Task objective: Below are some records. Say how many of their lines contain the string "ledge", and give nothing but the number.

[The data — start]

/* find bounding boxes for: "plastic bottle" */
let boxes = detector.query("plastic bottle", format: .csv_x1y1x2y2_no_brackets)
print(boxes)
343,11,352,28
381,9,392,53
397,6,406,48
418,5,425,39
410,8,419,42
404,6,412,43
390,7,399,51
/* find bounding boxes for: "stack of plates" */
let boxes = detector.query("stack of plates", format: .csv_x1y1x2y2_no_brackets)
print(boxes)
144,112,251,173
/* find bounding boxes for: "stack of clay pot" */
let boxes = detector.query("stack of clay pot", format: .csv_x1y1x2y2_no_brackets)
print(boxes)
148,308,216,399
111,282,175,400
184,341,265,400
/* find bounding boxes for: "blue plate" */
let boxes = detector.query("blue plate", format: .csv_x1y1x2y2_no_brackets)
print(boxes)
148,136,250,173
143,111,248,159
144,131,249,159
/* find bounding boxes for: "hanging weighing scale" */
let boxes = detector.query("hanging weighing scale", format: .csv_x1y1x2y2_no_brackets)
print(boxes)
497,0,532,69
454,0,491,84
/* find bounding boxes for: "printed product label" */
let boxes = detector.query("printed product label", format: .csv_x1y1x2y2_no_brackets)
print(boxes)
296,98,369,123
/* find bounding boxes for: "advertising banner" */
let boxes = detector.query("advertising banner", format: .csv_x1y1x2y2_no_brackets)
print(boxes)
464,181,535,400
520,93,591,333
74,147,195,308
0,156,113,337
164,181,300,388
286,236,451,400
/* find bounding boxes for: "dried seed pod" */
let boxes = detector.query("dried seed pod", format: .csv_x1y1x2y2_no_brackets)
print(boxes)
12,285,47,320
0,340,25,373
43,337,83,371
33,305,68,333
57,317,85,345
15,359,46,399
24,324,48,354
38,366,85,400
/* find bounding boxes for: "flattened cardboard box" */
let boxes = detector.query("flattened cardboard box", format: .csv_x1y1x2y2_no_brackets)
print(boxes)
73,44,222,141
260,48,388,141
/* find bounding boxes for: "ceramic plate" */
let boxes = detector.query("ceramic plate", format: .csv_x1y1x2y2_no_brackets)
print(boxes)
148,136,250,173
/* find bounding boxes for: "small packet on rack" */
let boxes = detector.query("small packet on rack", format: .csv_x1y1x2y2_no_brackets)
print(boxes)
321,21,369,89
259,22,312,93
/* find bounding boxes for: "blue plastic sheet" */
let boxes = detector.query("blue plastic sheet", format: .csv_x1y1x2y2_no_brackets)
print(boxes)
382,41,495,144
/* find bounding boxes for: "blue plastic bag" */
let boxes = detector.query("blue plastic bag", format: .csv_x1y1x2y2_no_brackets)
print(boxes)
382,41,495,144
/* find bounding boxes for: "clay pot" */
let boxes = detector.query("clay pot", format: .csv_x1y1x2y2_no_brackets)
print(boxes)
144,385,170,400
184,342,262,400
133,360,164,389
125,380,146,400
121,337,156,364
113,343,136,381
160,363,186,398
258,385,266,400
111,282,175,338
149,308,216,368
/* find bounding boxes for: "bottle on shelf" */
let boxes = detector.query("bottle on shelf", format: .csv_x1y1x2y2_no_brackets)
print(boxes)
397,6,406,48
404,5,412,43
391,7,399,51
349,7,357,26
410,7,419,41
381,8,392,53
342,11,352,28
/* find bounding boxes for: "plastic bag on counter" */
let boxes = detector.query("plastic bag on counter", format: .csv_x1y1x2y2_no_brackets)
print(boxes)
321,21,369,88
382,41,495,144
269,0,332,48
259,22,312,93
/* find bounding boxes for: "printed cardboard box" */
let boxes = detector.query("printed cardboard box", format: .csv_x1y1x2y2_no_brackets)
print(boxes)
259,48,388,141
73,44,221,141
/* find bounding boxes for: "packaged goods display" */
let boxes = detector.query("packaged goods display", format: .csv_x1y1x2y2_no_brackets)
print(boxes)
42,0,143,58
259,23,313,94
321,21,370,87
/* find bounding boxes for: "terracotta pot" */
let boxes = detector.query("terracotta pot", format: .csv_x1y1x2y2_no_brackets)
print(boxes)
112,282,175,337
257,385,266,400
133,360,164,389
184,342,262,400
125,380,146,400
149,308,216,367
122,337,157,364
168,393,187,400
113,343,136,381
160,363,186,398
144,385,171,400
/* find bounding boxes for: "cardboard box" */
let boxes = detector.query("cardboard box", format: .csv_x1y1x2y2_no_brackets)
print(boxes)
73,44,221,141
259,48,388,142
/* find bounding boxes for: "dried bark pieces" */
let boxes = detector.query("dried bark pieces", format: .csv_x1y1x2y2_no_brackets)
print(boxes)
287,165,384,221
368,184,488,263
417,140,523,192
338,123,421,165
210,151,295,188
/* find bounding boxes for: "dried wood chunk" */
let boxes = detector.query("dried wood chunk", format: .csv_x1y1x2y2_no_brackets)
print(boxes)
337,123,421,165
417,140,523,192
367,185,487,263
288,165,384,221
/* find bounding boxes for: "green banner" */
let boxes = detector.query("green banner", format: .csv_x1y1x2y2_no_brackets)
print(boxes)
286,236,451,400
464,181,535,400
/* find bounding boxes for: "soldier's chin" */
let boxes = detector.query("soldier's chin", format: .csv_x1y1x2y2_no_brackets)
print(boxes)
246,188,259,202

[The data — finish]
[The data — start]

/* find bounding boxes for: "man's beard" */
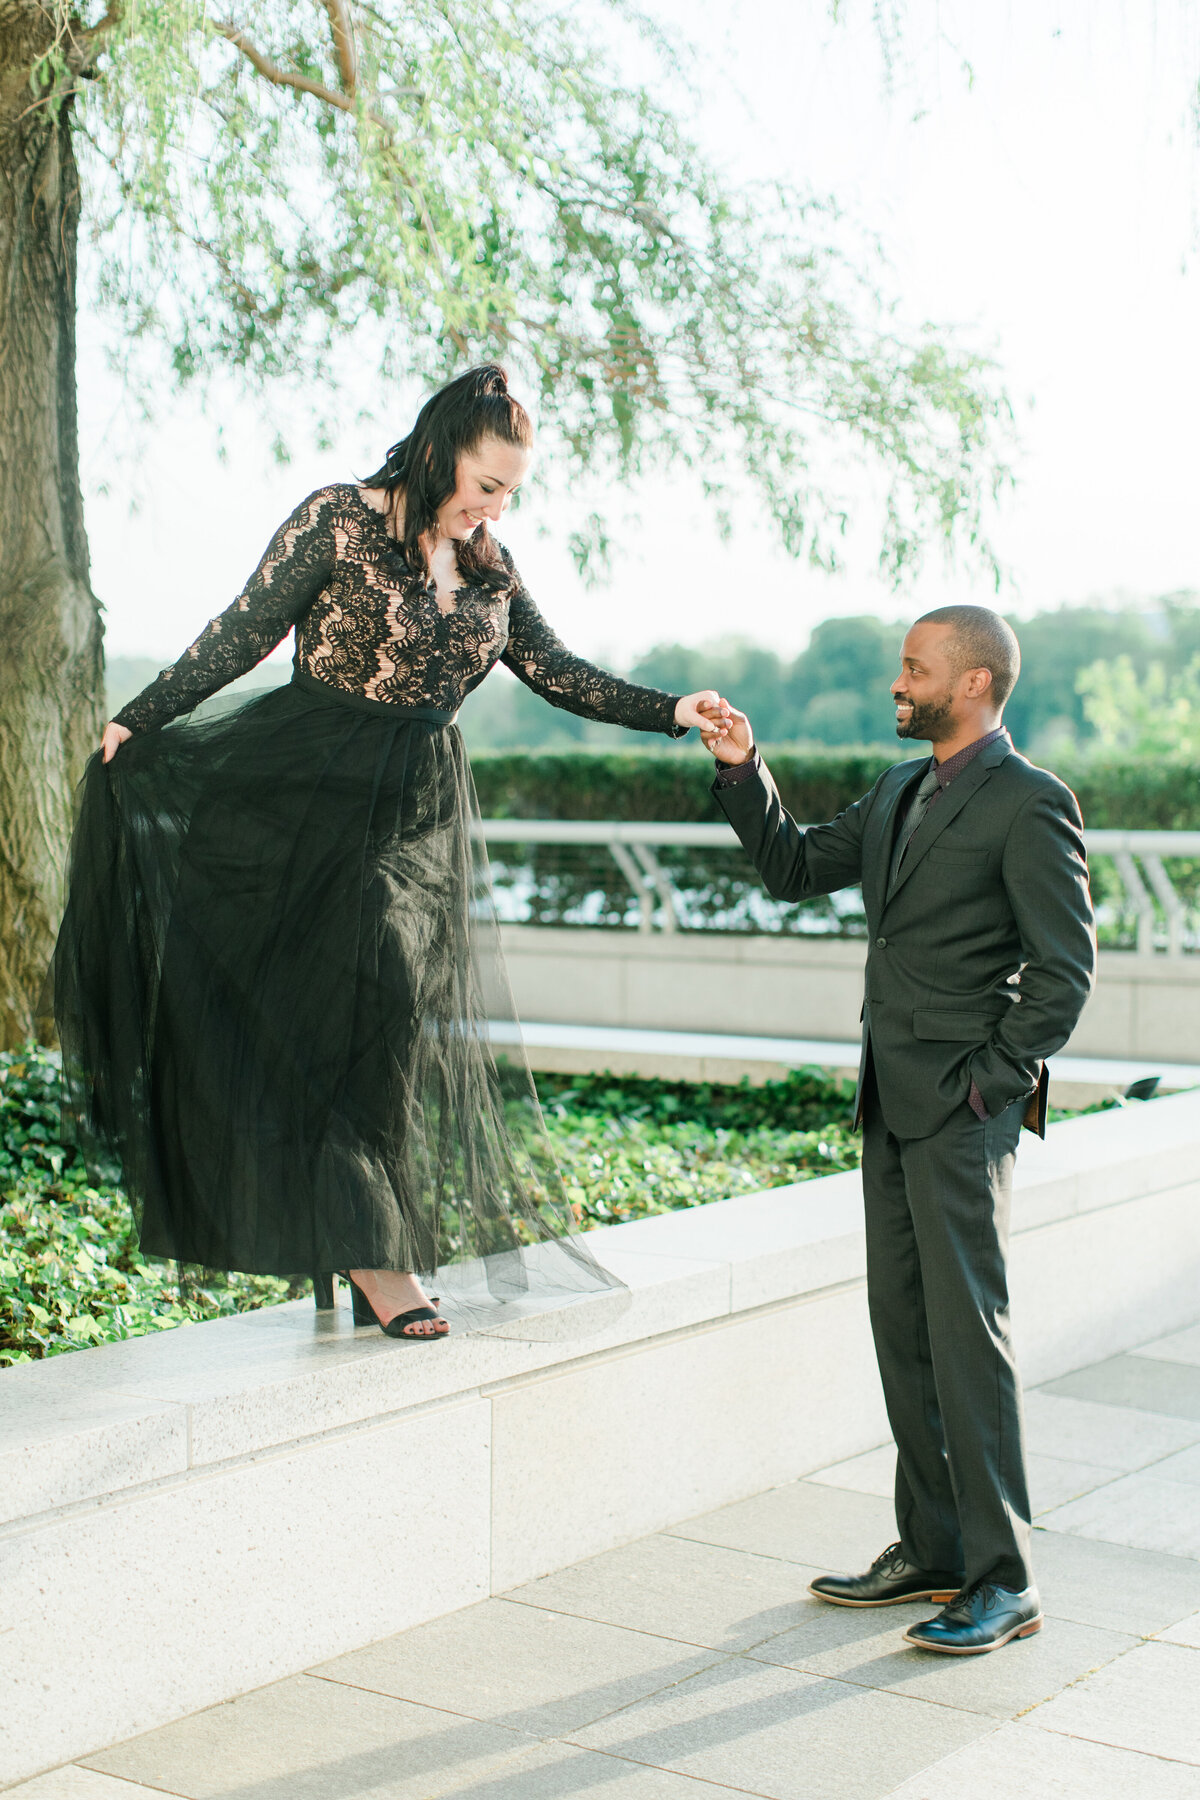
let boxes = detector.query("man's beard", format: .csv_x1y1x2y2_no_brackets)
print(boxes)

[The data — finish]
[The data — start]

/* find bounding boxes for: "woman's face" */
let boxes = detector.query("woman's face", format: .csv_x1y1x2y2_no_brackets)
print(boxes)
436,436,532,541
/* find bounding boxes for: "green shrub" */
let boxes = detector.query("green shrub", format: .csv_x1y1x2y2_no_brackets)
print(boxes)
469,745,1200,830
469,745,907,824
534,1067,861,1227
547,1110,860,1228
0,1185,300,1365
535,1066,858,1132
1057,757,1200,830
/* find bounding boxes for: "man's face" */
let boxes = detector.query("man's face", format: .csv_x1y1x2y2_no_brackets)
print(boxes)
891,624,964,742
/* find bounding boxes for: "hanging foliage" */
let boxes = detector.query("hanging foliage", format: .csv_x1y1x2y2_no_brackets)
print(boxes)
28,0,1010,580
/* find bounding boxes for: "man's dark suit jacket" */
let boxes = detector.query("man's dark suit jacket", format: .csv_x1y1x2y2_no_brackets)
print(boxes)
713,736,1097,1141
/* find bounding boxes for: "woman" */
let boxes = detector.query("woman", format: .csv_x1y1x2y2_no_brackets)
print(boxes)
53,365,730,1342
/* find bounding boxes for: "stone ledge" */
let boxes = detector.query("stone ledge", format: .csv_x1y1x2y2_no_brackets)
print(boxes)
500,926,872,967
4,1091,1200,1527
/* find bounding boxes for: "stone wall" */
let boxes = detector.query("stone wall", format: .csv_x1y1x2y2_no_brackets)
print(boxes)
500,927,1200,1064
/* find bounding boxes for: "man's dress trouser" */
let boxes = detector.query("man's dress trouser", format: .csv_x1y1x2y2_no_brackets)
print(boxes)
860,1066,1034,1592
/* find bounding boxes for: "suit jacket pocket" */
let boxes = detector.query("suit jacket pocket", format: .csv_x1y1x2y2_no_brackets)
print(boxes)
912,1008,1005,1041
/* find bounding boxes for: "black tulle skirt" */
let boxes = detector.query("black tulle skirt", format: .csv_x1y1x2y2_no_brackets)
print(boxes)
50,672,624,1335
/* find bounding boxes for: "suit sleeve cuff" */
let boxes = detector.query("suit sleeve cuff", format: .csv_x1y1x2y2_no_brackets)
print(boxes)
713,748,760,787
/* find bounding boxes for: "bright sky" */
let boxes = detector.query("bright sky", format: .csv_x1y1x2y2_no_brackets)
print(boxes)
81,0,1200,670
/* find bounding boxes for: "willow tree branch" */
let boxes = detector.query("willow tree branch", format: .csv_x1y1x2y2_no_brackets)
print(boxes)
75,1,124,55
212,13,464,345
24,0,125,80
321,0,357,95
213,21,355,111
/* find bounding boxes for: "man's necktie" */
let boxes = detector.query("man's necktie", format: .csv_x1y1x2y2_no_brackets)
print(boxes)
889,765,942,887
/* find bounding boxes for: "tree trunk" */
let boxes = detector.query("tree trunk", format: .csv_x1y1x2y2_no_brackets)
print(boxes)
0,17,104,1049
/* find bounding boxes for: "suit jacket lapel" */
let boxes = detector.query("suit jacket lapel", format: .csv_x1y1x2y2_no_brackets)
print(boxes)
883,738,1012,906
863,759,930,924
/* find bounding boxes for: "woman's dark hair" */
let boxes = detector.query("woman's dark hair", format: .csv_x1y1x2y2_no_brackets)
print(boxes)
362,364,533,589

[The data — finish]

Answer space: 2